## Start GIVEN INFORMATION

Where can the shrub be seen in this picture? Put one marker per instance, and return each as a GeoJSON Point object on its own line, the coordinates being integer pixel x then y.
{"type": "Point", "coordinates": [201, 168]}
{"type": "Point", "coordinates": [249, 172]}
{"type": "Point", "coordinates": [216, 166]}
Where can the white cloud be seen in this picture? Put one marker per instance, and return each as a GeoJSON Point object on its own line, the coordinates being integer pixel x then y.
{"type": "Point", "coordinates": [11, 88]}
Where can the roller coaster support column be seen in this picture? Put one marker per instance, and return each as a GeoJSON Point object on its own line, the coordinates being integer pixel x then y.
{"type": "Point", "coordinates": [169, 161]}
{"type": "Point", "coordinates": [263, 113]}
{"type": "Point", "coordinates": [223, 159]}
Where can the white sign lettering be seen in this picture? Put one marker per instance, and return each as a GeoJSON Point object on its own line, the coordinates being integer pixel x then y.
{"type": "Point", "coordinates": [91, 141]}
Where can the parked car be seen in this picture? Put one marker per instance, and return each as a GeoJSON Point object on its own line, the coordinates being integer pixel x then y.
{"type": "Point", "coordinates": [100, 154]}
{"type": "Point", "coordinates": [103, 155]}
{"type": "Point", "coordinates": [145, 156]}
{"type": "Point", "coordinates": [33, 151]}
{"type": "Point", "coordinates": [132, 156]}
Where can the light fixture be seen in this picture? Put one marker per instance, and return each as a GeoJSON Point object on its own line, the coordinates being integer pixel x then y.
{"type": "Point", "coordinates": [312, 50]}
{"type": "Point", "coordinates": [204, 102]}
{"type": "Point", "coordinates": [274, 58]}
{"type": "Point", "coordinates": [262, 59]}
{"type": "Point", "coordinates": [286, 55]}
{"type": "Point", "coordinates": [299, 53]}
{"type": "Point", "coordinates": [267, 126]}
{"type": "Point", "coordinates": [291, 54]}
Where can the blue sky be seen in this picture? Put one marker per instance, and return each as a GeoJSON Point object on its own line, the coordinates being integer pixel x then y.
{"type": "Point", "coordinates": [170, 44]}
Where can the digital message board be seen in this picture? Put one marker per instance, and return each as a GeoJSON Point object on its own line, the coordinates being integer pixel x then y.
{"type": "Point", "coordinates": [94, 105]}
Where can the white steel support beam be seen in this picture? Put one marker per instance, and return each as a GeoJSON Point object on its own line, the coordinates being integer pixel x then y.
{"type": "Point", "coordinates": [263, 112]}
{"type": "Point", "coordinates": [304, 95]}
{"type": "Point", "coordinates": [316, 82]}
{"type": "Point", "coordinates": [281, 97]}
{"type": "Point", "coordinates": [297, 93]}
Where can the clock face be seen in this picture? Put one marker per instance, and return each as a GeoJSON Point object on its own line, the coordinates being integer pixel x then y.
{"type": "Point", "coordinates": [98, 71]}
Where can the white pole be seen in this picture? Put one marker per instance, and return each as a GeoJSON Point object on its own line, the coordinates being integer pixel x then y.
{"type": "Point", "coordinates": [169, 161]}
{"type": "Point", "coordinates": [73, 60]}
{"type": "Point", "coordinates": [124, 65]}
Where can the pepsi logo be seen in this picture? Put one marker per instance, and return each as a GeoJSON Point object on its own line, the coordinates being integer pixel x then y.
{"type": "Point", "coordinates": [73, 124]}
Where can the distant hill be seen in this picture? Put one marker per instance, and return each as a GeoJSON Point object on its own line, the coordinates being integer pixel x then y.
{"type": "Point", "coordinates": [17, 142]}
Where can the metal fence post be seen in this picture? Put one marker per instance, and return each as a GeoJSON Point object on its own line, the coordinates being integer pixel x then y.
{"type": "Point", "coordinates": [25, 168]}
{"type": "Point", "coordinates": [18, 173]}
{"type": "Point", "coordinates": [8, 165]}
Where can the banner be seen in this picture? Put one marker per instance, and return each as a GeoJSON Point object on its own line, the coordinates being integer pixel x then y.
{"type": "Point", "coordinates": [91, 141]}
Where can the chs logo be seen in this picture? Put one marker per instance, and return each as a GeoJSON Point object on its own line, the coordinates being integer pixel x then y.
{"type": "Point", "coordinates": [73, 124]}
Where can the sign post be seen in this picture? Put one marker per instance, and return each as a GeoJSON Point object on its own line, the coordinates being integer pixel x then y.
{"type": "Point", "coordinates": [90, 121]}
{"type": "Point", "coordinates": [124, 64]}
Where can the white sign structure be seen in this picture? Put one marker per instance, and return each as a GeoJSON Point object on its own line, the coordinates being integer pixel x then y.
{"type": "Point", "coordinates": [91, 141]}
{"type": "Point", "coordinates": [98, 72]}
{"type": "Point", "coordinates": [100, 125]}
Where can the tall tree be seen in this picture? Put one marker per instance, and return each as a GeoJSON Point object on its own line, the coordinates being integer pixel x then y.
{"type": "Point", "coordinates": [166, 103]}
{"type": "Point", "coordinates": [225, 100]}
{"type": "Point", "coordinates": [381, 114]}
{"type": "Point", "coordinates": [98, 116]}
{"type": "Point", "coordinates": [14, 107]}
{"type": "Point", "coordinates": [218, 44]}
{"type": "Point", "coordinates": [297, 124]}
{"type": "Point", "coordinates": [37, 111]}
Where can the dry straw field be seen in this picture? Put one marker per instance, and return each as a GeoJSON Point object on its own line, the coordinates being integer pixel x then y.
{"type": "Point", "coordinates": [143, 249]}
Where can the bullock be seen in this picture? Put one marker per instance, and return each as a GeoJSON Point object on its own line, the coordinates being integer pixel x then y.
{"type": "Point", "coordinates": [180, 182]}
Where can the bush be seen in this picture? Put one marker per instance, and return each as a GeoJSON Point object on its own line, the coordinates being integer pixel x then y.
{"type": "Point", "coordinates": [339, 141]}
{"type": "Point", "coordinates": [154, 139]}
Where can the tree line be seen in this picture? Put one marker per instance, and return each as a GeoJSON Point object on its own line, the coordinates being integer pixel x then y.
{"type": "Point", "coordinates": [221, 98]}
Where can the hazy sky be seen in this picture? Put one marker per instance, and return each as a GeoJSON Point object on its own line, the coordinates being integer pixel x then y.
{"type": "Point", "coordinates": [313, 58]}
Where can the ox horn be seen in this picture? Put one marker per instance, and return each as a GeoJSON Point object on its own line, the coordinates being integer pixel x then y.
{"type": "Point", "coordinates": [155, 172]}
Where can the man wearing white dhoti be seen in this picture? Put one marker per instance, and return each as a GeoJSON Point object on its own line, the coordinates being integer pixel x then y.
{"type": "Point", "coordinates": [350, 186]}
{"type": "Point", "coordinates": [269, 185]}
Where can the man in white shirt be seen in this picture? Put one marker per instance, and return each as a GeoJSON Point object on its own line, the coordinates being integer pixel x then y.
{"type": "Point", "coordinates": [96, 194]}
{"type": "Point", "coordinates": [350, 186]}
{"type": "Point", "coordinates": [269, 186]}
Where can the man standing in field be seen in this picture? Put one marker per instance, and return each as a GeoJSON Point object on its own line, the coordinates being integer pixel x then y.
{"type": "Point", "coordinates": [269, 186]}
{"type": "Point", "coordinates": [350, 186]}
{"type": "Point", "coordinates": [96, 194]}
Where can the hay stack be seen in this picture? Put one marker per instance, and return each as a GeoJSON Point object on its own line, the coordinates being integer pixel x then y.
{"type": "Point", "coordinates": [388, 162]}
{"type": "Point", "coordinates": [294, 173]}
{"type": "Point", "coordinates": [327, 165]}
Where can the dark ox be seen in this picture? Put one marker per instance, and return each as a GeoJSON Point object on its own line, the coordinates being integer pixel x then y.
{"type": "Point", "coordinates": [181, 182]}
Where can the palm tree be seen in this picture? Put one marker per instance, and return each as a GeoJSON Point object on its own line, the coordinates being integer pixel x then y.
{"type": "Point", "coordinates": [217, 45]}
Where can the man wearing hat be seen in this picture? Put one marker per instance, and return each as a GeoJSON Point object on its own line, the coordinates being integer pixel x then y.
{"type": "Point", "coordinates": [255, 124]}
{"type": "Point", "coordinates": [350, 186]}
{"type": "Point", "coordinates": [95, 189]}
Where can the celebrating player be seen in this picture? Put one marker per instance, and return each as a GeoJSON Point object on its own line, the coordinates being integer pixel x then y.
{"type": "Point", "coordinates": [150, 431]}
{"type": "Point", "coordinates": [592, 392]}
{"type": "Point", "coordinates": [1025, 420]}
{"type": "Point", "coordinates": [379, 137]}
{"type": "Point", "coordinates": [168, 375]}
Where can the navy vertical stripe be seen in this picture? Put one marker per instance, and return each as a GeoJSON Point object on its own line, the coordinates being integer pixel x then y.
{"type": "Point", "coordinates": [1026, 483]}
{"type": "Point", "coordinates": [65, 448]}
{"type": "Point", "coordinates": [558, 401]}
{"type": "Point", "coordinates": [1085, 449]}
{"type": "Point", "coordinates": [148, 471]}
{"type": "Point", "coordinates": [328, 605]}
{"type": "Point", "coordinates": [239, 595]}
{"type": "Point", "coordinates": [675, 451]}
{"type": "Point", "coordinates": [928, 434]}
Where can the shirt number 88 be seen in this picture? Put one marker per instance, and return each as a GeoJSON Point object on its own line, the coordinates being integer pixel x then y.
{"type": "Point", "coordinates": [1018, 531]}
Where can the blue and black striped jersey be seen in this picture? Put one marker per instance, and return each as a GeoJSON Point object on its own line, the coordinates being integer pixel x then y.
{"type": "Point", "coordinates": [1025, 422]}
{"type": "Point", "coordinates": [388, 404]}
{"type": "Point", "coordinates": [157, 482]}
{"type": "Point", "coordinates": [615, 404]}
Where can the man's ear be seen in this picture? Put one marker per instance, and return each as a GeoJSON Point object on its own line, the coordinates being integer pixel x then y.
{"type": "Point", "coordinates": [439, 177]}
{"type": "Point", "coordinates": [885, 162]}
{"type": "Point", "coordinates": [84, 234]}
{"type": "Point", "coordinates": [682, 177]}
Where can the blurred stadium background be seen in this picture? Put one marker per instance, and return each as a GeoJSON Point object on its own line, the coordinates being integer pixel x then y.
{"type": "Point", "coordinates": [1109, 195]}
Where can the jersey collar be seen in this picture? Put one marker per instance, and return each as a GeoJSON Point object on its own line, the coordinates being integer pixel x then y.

## End GIVEN INFORMATION

**TASK REQUIREMENTS:**
Reproduce the stretch from the line containing "Where can the blurred" through the end of the lines, swapping "marker" for "pin" and leaving everything else unchanged.

**TASK ANSWER:**
Where can the blurred stadium background be seen in this picture? Put one pin per instance, and return each as a GeoJSON Point object on its own line, the coordinates being integer pixel x then y.
{"type": "Point", "coordinates": [1109, 195]}
Where can the jersey collar be seen in this picture? Put one pin per instance, and return each as a GeoJSON Point object on its own line, the coordinates being integer pixel x then y.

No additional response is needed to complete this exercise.